PROVIDED TEXT ::
Chiengi District with headquarters at Chiengi is the most northerly district in the Luapula Province of Zambia and was carved out of Nchelenge District after Zambia's independence. As of the 2022 Zambian Census, the district had a population of 189,893 people. Most of its population live in fishing villages along the 70 km (approx.) of the north-east shore of Lake Mweru which lies within the district. The largest settlement is Puta, 5 km south of Chiengi town, named after Chief Puta. The district is bounded by the DR Congo border in the north, Kaputa District in the east and the Kalungwishi River in the south.

RECORDED INFORMATION ::
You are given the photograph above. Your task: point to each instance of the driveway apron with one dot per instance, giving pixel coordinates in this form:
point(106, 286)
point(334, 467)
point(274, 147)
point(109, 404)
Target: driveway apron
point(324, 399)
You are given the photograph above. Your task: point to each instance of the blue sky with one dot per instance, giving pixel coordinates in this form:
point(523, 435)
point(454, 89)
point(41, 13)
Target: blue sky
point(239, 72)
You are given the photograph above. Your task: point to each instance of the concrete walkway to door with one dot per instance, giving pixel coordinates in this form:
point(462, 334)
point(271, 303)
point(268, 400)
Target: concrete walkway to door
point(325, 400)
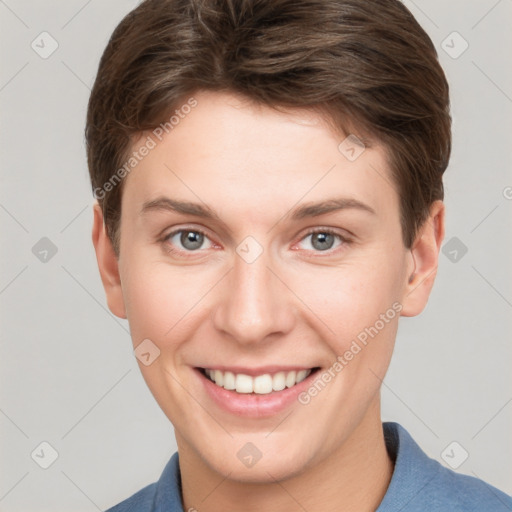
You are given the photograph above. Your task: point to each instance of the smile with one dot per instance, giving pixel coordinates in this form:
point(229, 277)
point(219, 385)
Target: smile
point(259, 384)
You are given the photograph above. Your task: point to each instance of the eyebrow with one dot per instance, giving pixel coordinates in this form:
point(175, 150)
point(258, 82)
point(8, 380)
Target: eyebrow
point(306, 210)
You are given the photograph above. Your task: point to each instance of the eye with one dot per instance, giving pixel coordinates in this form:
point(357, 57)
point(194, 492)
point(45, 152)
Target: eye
point(323, 239)
point(189, 239)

PROBLEMS AND TASKS ::
[a] Answer from the Chiengi District passage:
(i) What population did the district have as of the 2022 Zambian Census?
(ii) What is the district's largest settlement, and where is it relative to Chiengi town?
(iii) What forms the district's southern boundary?
[b] Go on with the Chiengi District passage from where it stops.

ANSWERS TO THE PROBLEMS ::
[a]
(i) 189,893 people.
(ii) Puta, 5 km south of Chiengi town.
(iii) The Kalungwishi River.

[b]
The eastern edge of the district is a hilly wilderness, partly in the Mweru Wantipa National Park. The hills have always been known for their wildlife, early colonial officers sustained themselves through hunting. The district commissioner's residence had wooden bars on the verandah so that the officer could sit there in the evening while lions roamed through the settlement. Elephants used to be seen on the dambo below the boma, but most of the population in the district have been killed by poachers.

Chiengi District today is undeveloped and suffers from a lack of infrastructure. The main road is of gravel construction and is frequently cut by rains and collapsing bridges; there is no telephone or television service as of 2007 although plans are in hand for a satellite link, subject to securing adequate funding.